TASK REQUIREMENTS => Count the lines in the records below that contain the string "trace", with case taken into account, and reply with only that number.

EXTRACTED ENTRIES =>
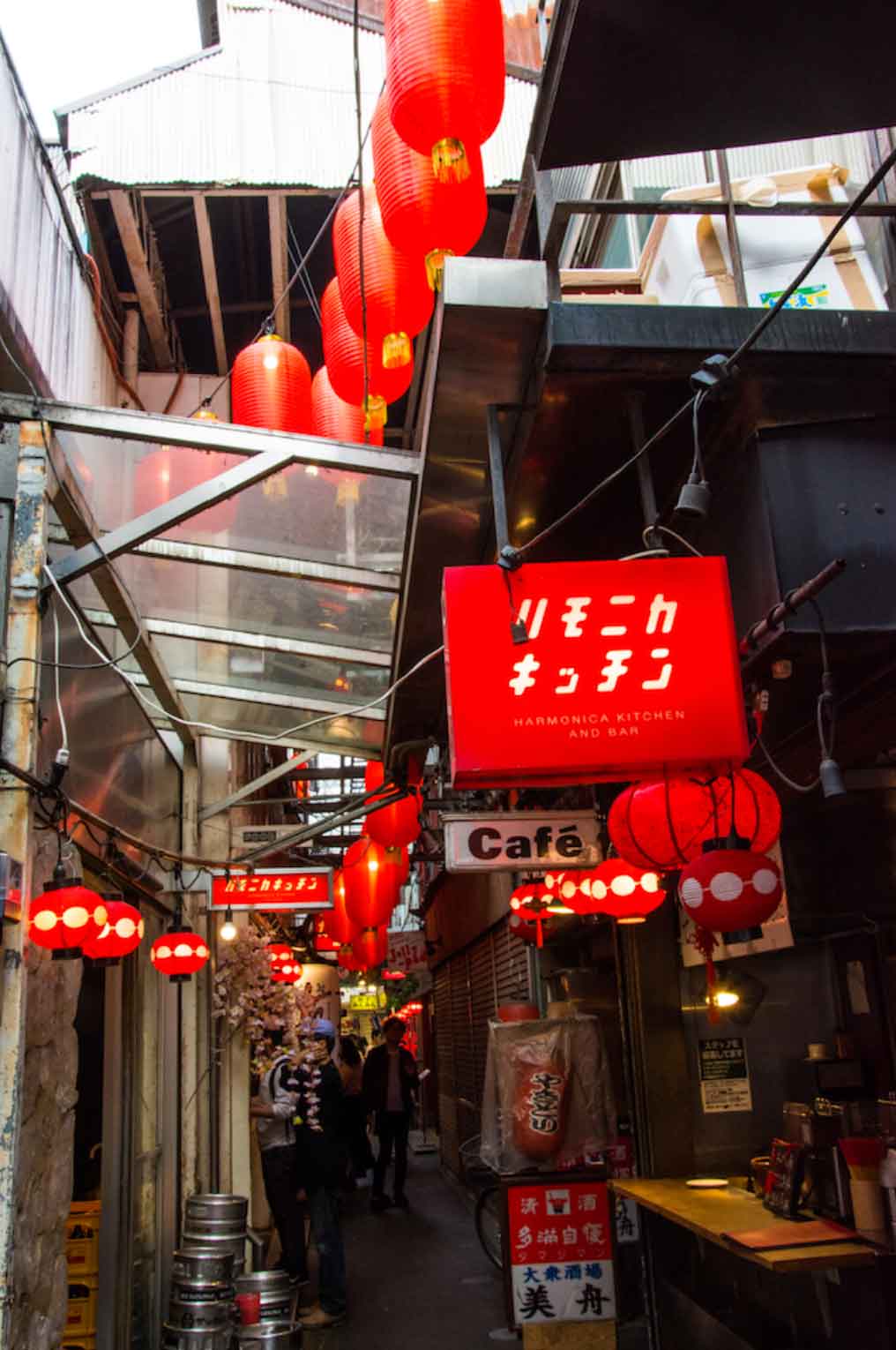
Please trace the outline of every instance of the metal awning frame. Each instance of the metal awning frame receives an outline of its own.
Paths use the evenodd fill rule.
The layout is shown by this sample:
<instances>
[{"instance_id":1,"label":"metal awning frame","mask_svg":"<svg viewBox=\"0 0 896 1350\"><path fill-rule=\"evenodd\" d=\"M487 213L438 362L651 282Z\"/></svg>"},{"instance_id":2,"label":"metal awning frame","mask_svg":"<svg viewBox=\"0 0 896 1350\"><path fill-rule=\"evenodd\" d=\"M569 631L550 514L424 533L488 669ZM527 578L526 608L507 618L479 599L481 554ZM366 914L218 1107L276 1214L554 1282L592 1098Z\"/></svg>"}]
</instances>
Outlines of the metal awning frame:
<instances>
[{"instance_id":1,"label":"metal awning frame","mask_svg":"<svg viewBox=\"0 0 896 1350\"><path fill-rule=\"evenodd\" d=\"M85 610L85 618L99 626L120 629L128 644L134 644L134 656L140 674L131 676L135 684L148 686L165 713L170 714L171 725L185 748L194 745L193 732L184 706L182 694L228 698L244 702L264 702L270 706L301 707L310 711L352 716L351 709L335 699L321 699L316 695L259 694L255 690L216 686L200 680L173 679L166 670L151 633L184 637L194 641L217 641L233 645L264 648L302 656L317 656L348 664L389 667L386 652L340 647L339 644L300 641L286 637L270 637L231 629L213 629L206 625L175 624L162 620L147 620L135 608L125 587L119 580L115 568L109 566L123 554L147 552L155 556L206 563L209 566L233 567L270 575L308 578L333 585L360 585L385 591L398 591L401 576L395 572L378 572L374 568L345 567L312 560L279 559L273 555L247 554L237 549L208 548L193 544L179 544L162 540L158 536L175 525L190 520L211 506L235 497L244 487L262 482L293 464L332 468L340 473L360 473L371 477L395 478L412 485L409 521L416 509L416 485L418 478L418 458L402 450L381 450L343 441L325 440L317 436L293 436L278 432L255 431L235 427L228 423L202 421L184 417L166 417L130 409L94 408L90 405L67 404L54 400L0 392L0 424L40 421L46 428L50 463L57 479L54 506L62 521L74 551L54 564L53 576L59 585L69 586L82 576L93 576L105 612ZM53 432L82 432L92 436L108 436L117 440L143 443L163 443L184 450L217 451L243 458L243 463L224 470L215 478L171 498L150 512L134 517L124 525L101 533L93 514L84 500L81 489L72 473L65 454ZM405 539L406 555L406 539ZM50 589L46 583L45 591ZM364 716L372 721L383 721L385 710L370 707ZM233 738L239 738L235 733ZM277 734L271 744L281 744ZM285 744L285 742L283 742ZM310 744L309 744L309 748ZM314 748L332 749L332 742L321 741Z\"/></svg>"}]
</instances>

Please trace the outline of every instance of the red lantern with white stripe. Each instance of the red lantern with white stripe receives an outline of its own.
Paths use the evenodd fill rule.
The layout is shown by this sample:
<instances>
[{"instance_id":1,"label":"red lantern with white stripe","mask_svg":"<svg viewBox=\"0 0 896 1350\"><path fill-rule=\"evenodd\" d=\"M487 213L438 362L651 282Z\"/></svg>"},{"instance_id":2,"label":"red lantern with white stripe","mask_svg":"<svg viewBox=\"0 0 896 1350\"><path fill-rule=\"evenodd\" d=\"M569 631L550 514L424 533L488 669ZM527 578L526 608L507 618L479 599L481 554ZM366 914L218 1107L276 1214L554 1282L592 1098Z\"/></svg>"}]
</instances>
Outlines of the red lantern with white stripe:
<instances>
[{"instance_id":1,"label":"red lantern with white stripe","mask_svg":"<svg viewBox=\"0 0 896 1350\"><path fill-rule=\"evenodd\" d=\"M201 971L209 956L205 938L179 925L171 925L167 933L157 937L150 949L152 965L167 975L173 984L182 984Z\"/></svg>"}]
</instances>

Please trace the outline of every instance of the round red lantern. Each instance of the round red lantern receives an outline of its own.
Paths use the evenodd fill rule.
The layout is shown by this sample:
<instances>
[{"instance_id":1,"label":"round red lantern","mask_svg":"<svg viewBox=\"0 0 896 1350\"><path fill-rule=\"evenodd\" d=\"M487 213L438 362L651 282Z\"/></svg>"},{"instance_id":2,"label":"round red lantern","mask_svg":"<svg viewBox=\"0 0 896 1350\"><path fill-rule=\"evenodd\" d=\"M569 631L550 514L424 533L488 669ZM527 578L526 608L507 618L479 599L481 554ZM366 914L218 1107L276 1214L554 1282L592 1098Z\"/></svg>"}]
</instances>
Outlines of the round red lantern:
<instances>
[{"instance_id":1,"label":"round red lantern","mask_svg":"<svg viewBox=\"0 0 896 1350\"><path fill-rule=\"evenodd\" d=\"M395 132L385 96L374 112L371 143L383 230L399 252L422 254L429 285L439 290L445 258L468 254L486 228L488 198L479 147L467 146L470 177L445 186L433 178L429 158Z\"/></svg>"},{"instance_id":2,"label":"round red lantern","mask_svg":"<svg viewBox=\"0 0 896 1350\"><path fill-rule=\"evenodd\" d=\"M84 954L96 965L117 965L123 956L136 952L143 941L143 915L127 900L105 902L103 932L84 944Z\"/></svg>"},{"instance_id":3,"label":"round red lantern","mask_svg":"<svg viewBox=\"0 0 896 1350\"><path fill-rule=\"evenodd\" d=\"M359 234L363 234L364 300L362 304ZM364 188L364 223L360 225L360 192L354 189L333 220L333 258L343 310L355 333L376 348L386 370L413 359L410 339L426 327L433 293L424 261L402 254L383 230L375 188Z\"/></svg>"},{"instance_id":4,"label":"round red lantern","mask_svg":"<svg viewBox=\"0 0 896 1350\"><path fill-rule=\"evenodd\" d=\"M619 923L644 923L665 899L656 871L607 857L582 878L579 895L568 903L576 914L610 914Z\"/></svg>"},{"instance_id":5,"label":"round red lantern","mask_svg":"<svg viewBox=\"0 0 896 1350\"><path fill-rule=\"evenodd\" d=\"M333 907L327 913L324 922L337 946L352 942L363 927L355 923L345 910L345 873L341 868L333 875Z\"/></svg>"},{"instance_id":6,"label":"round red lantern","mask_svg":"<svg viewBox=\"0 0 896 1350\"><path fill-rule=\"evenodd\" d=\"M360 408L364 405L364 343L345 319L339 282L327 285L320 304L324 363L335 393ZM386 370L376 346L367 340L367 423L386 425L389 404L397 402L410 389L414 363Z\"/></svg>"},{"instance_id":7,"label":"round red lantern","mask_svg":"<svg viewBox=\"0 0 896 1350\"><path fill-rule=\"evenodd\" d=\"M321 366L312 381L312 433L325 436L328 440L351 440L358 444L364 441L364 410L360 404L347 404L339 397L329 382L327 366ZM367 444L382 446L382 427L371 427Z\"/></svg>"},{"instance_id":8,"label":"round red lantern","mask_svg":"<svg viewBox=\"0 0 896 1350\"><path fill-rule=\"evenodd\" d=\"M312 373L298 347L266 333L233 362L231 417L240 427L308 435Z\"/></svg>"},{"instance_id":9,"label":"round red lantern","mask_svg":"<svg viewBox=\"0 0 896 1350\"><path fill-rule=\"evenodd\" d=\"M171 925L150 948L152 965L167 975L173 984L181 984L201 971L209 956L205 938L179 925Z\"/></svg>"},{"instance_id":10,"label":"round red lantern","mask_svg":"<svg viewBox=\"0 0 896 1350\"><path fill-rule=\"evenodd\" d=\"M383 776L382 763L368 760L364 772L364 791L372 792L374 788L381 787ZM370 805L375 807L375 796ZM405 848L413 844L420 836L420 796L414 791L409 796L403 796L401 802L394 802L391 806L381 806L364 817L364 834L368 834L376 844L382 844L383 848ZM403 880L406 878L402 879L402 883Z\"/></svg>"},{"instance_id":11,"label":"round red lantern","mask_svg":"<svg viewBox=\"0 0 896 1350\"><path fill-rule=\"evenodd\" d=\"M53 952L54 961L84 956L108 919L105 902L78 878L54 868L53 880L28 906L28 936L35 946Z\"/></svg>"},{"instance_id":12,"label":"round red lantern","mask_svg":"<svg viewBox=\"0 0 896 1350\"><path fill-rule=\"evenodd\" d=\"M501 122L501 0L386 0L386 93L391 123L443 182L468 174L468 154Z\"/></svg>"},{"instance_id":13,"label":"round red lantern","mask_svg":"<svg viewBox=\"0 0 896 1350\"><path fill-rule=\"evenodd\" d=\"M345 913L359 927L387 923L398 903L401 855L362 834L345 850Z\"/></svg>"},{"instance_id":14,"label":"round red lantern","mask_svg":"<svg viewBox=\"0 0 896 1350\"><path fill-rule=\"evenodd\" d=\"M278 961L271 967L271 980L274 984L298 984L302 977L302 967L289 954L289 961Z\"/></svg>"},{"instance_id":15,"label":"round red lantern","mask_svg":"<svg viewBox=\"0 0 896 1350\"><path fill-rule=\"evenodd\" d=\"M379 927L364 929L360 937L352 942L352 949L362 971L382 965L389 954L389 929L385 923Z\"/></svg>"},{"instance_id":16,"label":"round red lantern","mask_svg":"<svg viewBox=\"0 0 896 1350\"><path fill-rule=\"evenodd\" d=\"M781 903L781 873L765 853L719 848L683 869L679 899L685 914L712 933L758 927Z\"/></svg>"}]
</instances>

ANSWER TO THE PROBLEM => 3